Copy out the entries below, substituting "hillside" for "mountain slope" wherever it occurs and leaving everything else unchanged.

Saved entries
◇ ◇ ◇ ◇
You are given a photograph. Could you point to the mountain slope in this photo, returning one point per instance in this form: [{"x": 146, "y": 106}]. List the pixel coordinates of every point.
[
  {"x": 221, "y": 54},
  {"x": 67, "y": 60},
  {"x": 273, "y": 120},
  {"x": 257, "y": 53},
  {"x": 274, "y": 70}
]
◇ ◇ ◇ ◇
Answer to the task:
You are given a photograph. Could you point to the hillside in this photo, returning one point per instance in this form: [{"x": 146, "y": 106}]. List the pixel coordinates of every point.
[
  {"x": 221, "y": 54},
  {"x": 67, "y": 60},
  {"x": 273, "y": 120},
  {"x": 257, "y": 53},
  {"x": 274, "y": 70}
]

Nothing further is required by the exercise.